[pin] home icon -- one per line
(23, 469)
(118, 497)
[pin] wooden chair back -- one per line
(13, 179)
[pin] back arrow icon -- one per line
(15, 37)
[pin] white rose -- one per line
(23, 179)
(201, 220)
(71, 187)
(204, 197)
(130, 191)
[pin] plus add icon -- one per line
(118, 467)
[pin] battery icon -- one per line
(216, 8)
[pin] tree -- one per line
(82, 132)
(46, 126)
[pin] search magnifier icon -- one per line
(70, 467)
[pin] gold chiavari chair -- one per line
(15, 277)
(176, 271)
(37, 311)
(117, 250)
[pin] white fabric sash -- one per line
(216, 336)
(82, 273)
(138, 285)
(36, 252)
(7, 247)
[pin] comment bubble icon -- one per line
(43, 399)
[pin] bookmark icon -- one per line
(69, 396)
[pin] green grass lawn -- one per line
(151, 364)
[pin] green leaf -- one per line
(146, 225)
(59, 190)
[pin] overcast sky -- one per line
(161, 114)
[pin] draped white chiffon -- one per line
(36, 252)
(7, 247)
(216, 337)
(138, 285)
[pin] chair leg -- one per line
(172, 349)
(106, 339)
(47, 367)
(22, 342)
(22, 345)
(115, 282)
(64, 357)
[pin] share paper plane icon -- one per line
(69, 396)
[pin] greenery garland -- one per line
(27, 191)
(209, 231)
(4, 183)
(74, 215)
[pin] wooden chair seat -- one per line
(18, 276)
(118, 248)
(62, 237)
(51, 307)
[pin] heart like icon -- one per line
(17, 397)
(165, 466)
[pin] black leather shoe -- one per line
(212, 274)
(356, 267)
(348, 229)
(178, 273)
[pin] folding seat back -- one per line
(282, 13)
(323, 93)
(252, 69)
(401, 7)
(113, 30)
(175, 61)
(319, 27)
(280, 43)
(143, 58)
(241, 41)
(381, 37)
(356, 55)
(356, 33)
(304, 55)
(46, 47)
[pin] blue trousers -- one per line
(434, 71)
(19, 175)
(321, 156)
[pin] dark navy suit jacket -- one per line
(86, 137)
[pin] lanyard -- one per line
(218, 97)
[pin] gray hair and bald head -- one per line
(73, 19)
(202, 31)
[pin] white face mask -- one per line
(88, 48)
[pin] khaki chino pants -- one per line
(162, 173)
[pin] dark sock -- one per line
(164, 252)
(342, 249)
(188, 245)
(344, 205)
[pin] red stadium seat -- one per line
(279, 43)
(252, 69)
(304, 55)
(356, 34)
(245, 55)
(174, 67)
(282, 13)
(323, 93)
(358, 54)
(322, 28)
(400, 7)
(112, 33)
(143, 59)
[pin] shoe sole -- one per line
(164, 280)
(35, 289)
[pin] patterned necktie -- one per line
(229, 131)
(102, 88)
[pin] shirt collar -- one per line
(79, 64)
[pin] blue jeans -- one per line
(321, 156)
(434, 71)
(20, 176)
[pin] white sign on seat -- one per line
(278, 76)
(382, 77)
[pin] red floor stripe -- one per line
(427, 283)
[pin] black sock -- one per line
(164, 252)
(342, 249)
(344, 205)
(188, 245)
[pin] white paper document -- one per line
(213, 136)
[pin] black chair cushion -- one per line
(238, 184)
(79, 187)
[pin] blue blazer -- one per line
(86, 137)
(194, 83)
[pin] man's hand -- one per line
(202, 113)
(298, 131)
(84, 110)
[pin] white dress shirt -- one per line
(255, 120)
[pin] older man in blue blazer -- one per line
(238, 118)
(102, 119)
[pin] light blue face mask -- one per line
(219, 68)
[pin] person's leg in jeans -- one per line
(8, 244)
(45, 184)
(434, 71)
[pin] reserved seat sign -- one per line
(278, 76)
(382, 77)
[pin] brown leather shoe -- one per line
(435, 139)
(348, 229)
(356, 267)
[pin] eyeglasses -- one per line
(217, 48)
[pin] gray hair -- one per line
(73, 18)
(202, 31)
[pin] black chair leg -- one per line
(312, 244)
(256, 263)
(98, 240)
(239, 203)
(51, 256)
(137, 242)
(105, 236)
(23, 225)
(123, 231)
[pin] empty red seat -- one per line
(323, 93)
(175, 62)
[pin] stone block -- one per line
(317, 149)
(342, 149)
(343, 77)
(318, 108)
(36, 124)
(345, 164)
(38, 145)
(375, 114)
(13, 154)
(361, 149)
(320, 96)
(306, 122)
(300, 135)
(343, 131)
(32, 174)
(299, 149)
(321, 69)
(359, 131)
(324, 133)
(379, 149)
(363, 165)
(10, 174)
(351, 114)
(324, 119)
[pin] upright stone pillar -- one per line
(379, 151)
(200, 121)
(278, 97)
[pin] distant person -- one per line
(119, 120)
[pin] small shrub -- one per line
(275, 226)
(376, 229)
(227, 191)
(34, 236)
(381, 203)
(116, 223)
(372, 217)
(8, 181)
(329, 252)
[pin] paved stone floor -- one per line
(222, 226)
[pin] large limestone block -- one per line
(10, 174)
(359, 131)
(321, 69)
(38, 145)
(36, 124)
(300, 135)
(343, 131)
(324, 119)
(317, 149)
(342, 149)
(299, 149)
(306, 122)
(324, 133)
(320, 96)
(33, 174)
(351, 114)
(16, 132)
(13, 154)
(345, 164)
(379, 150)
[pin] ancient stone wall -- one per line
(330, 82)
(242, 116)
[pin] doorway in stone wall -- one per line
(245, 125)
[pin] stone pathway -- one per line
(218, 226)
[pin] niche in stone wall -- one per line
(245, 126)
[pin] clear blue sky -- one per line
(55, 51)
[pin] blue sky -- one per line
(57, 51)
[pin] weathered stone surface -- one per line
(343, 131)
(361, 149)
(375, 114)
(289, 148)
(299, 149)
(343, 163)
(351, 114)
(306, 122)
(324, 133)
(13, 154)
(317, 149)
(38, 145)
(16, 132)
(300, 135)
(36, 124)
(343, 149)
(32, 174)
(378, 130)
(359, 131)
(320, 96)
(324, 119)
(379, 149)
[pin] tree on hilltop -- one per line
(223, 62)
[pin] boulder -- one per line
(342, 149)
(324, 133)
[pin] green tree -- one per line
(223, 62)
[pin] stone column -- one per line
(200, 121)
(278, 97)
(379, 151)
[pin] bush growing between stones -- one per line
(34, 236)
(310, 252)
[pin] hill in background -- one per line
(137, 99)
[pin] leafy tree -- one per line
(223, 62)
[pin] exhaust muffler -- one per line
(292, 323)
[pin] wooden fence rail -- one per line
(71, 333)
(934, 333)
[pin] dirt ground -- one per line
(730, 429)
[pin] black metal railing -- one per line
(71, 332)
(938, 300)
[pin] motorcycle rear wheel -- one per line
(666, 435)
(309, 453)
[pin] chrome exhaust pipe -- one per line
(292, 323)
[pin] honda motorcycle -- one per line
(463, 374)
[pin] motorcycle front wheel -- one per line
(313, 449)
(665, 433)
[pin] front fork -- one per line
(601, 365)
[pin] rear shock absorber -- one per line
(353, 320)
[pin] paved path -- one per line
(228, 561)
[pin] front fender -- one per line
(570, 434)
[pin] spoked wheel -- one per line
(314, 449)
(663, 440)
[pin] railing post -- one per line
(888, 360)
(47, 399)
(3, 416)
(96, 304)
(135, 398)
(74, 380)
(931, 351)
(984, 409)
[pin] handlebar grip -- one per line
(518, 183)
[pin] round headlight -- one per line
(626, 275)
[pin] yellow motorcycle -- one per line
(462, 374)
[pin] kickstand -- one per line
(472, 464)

• • • •

§ **PROBLEM DETAILS**
What do the lines from the one with "[pin] dirt ground -- one per line" through the last line of the entries say? Print them word for word, both ends included, and nothing else.

§ **REPLY**
[pin] dirt ground -- one per line
(730, 429)
[pin] black metal railing -- one per line
(71, 332)
(938, 300)
[pin] motorcycle rear wheel -- one per line
(666, 435)
(309, 453)
[pin] chrome exhaust pipe -- one per line
(292, 323)
[pin] honda motorcycle -- one per line
(463, 374)
[pin] motorcycle front wheel -- one per line
(313, 449)
(665, 433)
[pin] front fork -- one per line
(601, 365)
[pin] rear shock absorber -- one per line
(353, 320)
[pin] paved path -- one per line
(228, 561)
[pin] front fender -- one per line
(570, 434)
[pin] spoked wheel -- one per line
(314, 449)
(663, 440)
[pin] railing post -- one per line
(888, 360)
(47, 399)
(3, 416)
(96, 304)
(135, 398)
(74, 380)
(931, 351)
(984, 409)
[pin] handlebar grip -- one per line
(518, 183)
[pin] round headlight -- one per line
(626, 275)
[pin] yellow motorcycle -- one per line
(462, 374)
[pin] kickstand -- one per line
(472, 464)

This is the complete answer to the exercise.